TASK DETAILS -
The response must restate the data exactly, with nothing left out.

SOURCE DATA -
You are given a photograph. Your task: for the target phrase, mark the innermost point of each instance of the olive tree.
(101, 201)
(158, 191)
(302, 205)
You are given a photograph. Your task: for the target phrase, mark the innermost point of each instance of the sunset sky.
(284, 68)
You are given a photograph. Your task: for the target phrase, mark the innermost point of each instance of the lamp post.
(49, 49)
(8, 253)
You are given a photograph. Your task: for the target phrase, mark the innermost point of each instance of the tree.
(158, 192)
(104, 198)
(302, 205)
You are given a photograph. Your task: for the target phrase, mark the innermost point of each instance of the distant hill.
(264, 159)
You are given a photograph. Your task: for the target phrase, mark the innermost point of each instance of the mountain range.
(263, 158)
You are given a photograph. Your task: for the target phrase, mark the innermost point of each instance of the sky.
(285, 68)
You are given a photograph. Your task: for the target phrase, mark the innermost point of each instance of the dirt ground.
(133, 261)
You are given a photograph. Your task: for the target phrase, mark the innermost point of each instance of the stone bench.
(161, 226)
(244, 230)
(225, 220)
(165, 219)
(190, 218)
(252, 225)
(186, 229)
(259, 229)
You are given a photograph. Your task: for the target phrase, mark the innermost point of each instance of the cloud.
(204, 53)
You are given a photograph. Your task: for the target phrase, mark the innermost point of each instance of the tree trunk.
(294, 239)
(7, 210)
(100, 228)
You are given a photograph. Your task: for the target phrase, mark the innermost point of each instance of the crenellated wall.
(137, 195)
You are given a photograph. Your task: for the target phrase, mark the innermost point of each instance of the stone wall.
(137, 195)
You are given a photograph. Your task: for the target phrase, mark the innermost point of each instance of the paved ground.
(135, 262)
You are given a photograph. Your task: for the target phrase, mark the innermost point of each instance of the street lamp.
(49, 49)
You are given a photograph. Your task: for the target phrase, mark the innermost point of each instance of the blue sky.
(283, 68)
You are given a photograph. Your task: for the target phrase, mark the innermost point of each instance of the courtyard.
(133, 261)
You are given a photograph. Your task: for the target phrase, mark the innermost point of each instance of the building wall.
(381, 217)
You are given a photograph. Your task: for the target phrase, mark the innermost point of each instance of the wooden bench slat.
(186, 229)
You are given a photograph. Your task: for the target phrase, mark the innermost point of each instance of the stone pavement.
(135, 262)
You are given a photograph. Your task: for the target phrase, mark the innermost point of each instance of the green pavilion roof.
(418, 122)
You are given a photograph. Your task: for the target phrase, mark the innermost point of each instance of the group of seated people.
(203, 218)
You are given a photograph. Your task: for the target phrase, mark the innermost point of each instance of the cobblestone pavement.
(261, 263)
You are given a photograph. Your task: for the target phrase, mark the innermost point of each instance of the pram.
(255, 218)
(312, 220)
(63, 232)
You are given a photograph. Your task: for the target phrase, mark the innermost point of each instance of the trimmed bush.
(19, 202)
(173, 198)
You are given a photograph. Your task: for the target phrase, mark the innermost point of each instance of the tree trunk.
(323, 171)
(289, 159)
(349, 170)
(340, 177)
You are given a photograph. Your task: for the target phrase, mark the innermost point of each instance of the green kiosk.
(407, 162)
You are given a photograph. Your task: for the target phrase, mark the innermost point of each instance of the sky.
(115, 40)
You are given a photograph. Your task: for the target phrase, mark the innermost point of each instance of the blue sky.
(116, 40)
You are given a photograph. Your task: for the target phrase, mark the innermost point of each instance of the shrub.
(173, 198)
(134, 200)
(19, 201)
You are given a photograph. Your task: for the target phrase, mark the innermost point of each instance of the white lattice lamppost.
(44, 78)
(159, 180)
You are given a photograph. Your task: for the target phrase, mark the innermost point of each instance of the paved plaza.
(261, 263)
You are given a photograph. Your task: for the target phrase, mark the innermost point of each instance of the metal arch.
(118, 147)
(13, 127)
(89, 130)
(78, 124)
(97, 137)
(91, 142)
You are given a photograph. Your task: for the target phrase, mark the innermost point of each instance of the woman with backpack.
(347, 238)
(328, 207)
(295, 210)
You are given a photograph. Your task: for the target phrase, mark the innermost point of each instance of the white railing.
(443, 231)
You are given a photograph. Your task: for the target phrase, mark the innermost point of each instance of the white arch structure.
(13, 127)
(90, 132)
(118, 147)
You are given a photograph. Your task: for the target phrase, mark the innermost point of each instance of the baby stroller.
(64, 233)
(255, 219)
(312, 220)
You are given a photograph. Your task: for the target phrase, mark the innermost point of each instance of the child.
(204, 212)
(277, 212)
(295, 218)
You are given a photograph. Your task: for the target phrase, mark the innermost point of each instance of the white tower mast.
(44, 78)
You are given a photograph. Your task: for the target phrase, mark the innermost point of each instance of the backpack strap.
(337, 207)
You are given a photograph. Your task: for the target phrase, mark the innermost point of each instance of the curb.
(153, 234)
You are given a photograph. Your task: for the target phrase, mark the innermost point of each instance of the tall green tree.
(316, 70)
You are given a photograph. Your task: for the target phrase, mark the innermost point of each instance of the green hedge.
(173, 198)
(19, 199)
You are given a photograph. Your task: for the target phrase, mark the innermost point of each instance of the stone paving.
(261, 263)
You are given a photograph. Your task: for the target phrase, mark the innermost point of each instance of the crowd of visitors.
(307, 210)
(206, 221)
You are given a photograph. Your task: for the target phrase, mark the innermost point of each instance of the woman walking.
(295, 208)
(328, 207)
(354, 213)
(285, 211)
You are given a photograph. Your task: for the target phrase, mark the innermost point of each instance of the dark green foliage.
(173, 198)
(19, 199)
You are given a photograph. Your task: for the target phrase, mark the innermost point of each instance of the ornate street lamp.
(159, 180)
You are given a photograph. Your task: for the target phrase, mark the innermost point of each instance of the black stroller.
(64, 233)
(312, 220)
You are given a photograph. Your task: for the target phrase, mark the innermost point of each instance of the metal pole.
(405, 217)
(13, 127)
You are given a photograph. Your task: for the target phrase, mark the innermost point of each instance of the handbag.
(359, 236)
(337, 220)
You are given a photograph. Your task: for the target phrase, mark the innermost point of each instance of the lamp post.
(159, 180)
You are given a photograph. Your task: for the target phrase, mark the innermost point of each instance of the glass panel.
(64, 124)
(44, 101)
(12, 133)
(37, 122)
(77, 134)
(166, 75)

REPLY TO THE TASK -
You are given a photograph. Your task: for the target phrase, mark the innermost point of each instance of the olive tree.
(101, 201)
(158, 191)
(302, 205)
You are given a photograph. Your task: for the target phrase, mark the innermost point of each instance of the sunset sky.
(284, 68)
You are given a photograph. Your task: for the target phrase, mark the innermost point of each instance of the lamp post.
(49, 49)
(8, 253)
You are given a photograph. Your task: for the target phrase, mark the innermost point of each instance of the tree.
(158, 192)
(104, 198)
(302, 205)
You are given a photograph. Your task: for the target phrase, mark the innermost point of each instance of the distant hill.
(264, 159)
You are given a photograph. Your task: for the target phrase, mark the innermost point of each instance of the mountain range.
(263, 158)
You are given a photograph. Your task: for the target phrase, mark the innermost point of each instance of the sky.
(285, 68)
You are given a photograph. Your task: for the target phrase, mark the innermost point of each instance of the dirt ground.
(133, 261)
You are given a photograph. Your task: for the target phrase, mark the innermost point of each instance of the stone bench.
(161, 226)
(244, 230)
(225, 220)
(165, 219)
(190, 218)
(252, 225)
(186, 229)
(259, 229)
You are given a photograph. Your task: for the target phrase, mark the innermost point of each instance of the cloud.
(204, 53)
You are given a photograph. Your task: for the target phrase, mark the innermost point of each instance of the tree trunk.
(294, 239)
(7, 210)
(100, 228)
You are given a photograph. Your task: for the target phrase, mark the innermost point of each instance of the crenellated wall.
(137, 195)
You are given a photograph. Your task: for the target phrase, mark the innermost point of each instance of the stone wall.
(137, 195)
You are given a photograph. Your task: for the target phrase, mark the innermost point of each instance of the paved ground.
(135, 262)
You are given a photograph. Your task: for the target phrase, mark the innermost point of each instance of the street lamp.
(49, 49)
You are given a photograph. Your task: for the target phrase, mark the innermost point of each instance of the blue sky.
(283, 68)
You are given a photograph. Your task: for the target phrase, mark the innermost point of each instance of the courtyard.
(133, 261)
You are given a photograph. Your task: for the target phrase, mark the innermost point of each instance of the building wall.
(381, 217)
You are given a photograph. Your task: for the target phrase, mark the innermost point of each instance of the wooden bench slat.
(186, 229)
You are given a photograph. Your task: for the target phrase, mark the innermost point of each instance of the stone pavement.
(135, 262)
You are given a photograph. Your task: for the target phrase, mark the innermost point of each instance of the green pavilion roof.
(418, 122)
You are given a photograph. Your task: for the target phrase, mark the innermost point of each instance of the group of seated people.
(203, 218)
You are given a photograph. Your task: for the target phrase, mark the innermost point of each instance of the cobblestone pavement.
(261, 263)
You are given a photograph. Your task: for the target phrase, mark the innermost point of each instance of the pram.
(255, 218)
(312, 220)
(63, 232)
You are given a photograph. Your task: for the target phrase, mark the innermost point of each instance of the trimmed bush.
(19, 202)
(173, 198)
You are given a photograph. Your task: for the target phrase, mark the innermost point of each instance of the tree trunk.
(323, 171)
(289, 159)
(349, 170)
(340, 177)
You are given a photograph. Your task: for the target phrase, mark the innermost point of each instance of the green kiosk.
(407, 162)
You are given a photograph. Your task: for the target phrase, mark the innermost point of each instance of the sky.
(115, 40)
You are given a photograph. Your task: for the target phrase, mark the innermost point of each instance of the blue sky.
(116, 40)
You are given a photograph. Your task: for the target phrase, mark the innermost point of each instance of the shrub.
(173, 198)
(134, 200)
(19, 201)
You are given a photograph. Your task: for the target phrase, mark the innermost point of each instance of the white lattice lamppost.
(44, 78)
(159, 180)
You are given a photograph. Your task: for the target phrase, mark the innermost point of each instance of the paved plaza.
(261, 263)
You are given a photograph. Your task: for the target phrase, mark the innermost point of each instance of the metal arch.
(118, 147)
(13, 127)
(89, 130)
(78, 124)
(97, 137)
(91, 142)
You are given a photograph. Your task: for the target phrase, mark the innermost point of each instance of the woman with backpack.
(347, 238)
(328, 207)
(295, 210)
You are given a photograph. Your task: for the target phrase, mark the innermost point of each instance of the white railing.
(443, 231)
You are given a photograph. Your task: for the target phrase, mark the innermost point of each instance of the white arch structure.
(13, 127)
(90, 132)
(118, 147)
You are given a photograph. Your task: for the target phrase, mark the innermost point of each instance of the baby stroller.
(64, 233)
(255, 219)
(312, 220)
You are given a photograph. Your task: for the target phrase, mark the innermost point of each instance of the child.
(204, 212)
(277, 212)
(295, 218)
You are given a photograph. Your task: for the target phrase, mark the innermost point of each instance of the white tower mast.
(44, 78)
You are given a photograph. Your task: for the target phrase, mark the innermost point of each instance of the backpack strap.
(337, 207)
You are given a photograph. Your task: for the target phrase, mark the innermost point of each instance of the curb.
(153, 234)
You are given a photograph. Your task: for the target phrase, mark the innermost point of each instance of the tall green tree.
(316, 70)
You are given a photograph. Your task: for the target phrase, mark the innermost point of each instance of the green hedge.
(173, 198)
(19, 199)
You are given a photograph. Your task: for the target phrase, mark the innermost point of each instance of the stone paving.
(261, 263)
You are given a photograph. Your task: for the target phrase, mark the innermost point of each instance of the crowd of visitors.
(307, 210)
(206, 221)
You are given a photograph. Your task: for the target phrase, mark the innermost point of each instance of the woman walking.
(295, 208)
(328, 207)
(354, 213)
(285, 211)
You are given a photograph. Your task: for the target phrase, mark the innermost point of each instance of the dark green foliage.
(173, 198)
(19, 199)
You are given a photograph. Your task: for the target phrase, mark the innermost point of each instance of the ornate street lamp.
(159, 180)
You are given a photograph. Your task: for the target phrase, mark the innermost point of each instance of the black stroller.
(64, 233)
(312, 220)
You are given a photograph. Your task: for the target phrase, mark the innermost point of each instance of the metal pole.
(405, 217)
(13, 127)
You are given a photograph. Your task: for the target phrase, mark the innermost point of each instance of the handbag.
(359, 236)
(337, 220)
You are given a photograph. Your task: for the target phrase, mark the innermost point of each instance of the lamp post.
(159, 180)
You are given a photograph. Your task: for the target phrase, mark the innermost point of each instance of the glass panel.
(64, 124)
(44, 101)
(12, 133)
(37, 122)
(77, 134)
(166, 75)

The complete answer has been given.